**Exercise material**
|---|

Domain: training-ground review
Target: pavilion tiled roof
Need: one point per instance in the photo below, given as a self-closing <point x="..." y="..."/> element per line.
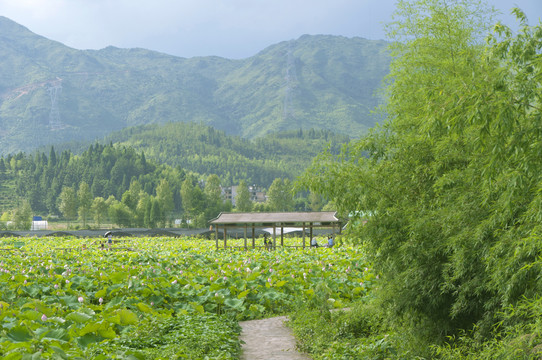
<point x="276" y="218"/>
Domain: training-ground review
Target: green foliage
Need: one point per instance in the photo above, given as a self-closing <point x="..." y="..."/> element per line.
<point x="280" y="195"/>
<point x="331" y="85"/>
<point x="242" y="201"/>
<point x="451" y="181"/>
<point x="357" y="333"/>
<point x="205" y="150"/>
<point x="169" y="298"/>
<point x="188" y="336"/>
<point x="22" y="217"/>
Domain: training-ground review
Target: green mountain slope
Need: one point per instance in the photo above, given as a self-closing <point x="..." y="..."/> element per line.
<point x="50" y="93"/>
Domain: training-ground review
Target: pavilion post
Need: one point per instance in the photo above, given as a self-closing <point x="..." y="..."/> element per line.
<point x="282" y="235"/>
<point x="253" y="237"/>
<point x="274" y="236"/>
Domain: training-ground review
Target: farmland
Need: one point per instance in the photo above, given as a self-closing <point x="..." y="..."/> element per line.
<point x="157" y="298"/>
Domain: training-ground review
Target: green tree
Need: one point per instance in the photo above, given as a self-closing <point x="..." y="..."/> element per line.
<point x="22" y="216"/>
<point x="242" y="200"/>
<point x="68" y="203"/>
<point x="84" y="199"/>
<point x="164" y="195"/>
<point x="193" y="198"/>
<point x="212" y="188"/>
<point x="280" y="195"/>
<point x="422" y="173"/>
<point x="99" y="209"/>
<point x="121" y="214"/>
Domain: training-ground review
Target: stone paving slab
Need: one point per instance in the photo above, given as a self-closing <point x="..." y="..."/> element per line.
<point x="269" y="339"/>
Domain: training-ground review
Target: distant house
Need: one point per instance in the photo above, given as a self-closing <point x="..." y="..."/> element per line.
<point x="256" y="193"/>
<point x="38" y="223"/>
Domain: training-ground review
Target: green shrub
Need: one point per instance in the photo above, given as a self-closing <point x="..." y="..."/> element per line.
<point x="188" y="336"/>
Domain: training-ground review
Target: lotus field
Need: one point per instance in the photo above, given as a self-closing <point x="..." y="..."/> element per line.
<point x="157" y="298"/>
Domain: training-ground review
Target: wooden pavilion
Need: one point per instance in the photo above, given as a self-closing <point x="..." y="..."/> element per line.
<point x="249" y="222"/>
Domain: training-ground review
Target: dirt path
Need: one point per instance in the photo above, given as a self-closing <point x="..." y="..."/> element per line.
<point x="269" y="339"/>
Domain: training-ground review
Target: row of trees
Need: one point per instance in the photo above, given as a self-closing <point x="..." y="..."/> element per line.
<point x="146" y="195"/>
<point x="452" y="180"/>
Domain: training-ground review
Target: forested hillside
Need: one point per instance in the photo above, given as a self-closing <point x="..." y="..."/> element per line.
<point x="447" y="193"/>
<point x="51" y="94"/>
<point x="205" y="150"/>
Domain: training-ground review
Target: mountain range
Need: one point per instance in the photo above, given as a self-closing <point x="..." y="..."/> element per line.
<point x="52" y="94"/>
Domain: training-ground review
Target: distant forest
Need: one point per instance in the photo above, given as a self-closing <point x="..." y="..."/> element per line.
<point x="121" y="184"/>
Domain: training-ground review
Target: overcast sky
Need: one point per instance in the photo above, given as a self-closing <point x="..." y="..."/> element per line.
<point x="228" y="28"/>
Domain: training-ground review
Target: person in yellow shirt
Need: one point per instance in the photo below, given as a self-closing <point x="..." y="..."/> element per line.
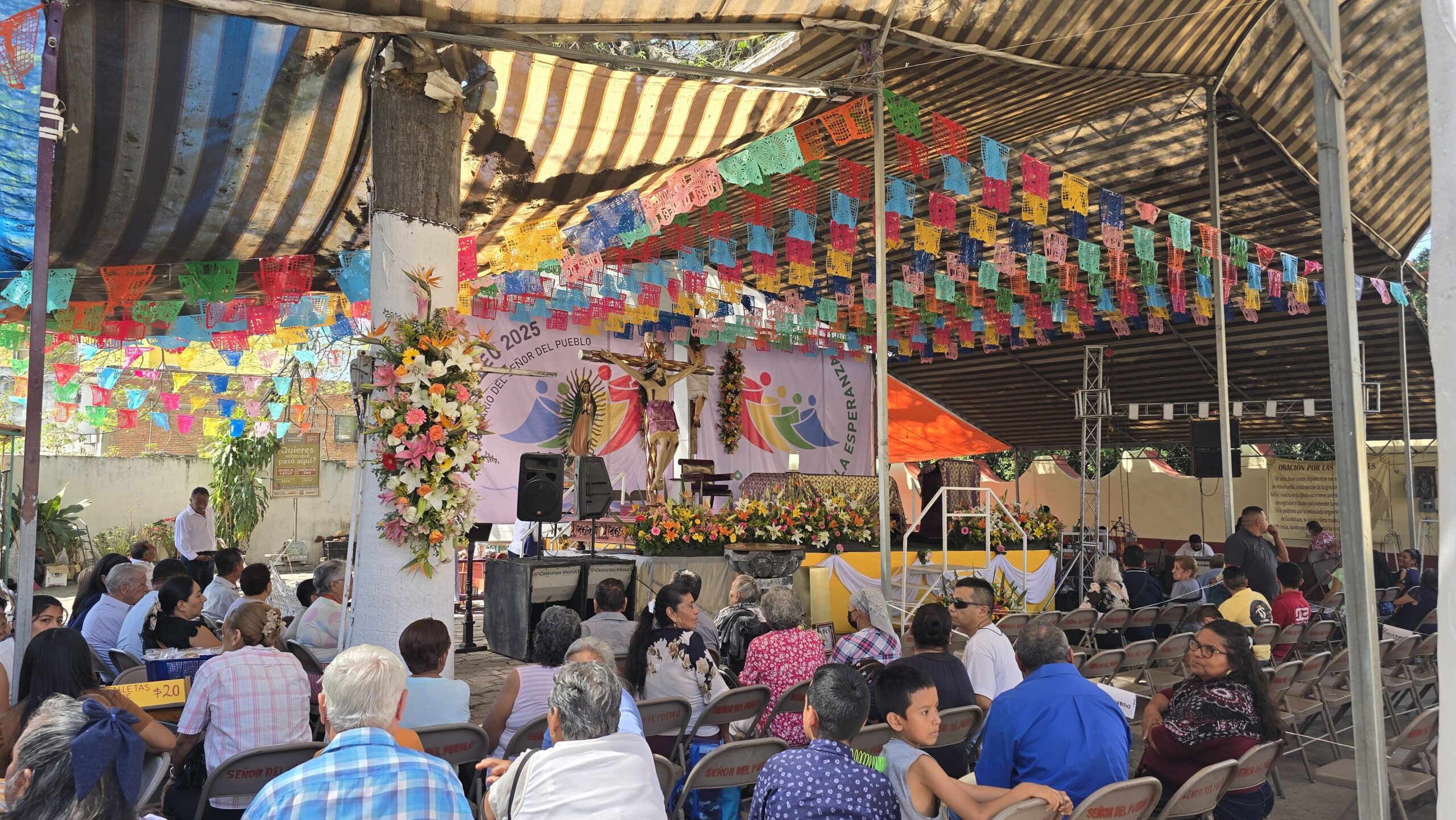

|---|

**Work to complete**
Word for word, repeat each line of the records, and leave every image out.

**Answer space**
Domain: training-ground review
Target: pavilion tiled roof
Need: one point per instance in the photo below, given as a self-closing <point x="..." y="..."/> element per line.
<point x="276" y="218"/>
Domain: training-ground review
Target: green foliage
Need: one point per instance in the photo above, given as a self-closing <point x="..." y="..."/> element per line.
<point x="280" y="195"/>
<point x="331" y="85"/>
<point x="242" y="201"/>
<point x="451" y="181"/>
<point x="357" y="333"/>
<point x="205" y="150"/>
<point x="169" y="298"/>
<point x="188" y="336"/>
<point x="22" y="217"/>
Domain: training-ground review
Target: green mountain slope
Need: one point per instance in the photo above, given as a self-closing <point x="..." y="..."/> element per line.
<point x="50" y="93"/>
Domain: training-ground review
Target: pavilion post
Need: one point per instance in the photo above, given as a self-closing <point x="..." y="..."/> element per line.
<point x="282" y="235"/>
<point x="253" y="237"/>
<point x="274" y="236"/>
Domain: training-ground review
Target: farmland
Need: one point per instance in the photo above, given as a self-closing <point x="..." y="..."/> element per line.
<point x="157" y="298"/>
Domain: training-ground review
Target: green tree
Need: one point per instance in the photo above, given as a self-closing <point x="..." y="..."/> element per line.
<point x="22" y="216"/>
<point x="242" y="200"/>
<point x="68" y="203"/>
<point x="84" y="199"/>
<point x="164" y="195"/>
<point x="193" y="198"/>
<point x="212" y="188"/>
<point x="280" y="195"/>
<point x="422" y="173"/>
<point x="99" y="209"/>
<point x="121" y="214"/>
Domain: training-ground review
Target: stone paving slab
Need: one point per instance in the photo above, given as a self-closing <point x="..." y="..."/> element per line.
<point x="269" y="339"/>
Domain: training-ground review
Target: distant house
Need: one point per instance in the photo above, given as a self-closing <point x="..." y="..."/> element per line.
<point x="256" y="193"/>
<point x="38" y="223"/>
Domain: training-ground review
Target: green shrub
Need: one point per instance in the photo above, given as a self-closing <point x="..." y="..."/> element per line.
<point x="188" y="336"/>
Domain: training-ground review
Target: lotus field
Need: one point per instance in the photo above, given as a self-closing <point x="..." y="..."/> element per line.
<point x="157" y="298"/>
Domain: training-ground review
Target: wooden pavilion
Need: one point per instance in the photo above, given as a self-closing <point x="..." y="..."/> element per line.
<point x="249" y="222"/>
Domain: training-ground review
Target: dirt path
Need: one point per instance in the photo above, given as a self-closing <point x="..." y="..."/> element per line.
<point x="269" y="339"/>
Domain: training-ground review
Target: row of trees
Need: one point per instance in the photo above, given as a self-closing <point x="..." y="..."/> element per line.
<point x="146" y="195"/>
<point x="452" y="180"/>
Domain: training-ground review
Target: forested hillside
Need: one point per instance in the photo above, given as a self-closing <point x="..." y="..."/> element per line.
<point x="447" y="193"/>
<point x="51" y="94"/>
<point x="205" y="150"/>
Domain: training-ground review
Target: mountain range
Need: one point per instance in the photo above, given as a self-closing <point x="..." y="..."/> element per line.
<point x="52" y="94"/>
Domain: training-ground review
Target: distant forest
Need: one point per instance in the photo above, given as a self-closing <point x="..." y="..."/> element per line.
<point x="121" y="184"/>
Domain: training-ground review
Target: overcast sky
Need: one point per instance in the photo above, given as a self-closing <point x="..." y="..."/> element per line.
<point x="228" y="28"/>
Domain: training-ground review
Target: person in yellow shirt
Need: one point per instance in the photo below, given as a self-closing <point x="..." y="..."/> element per line.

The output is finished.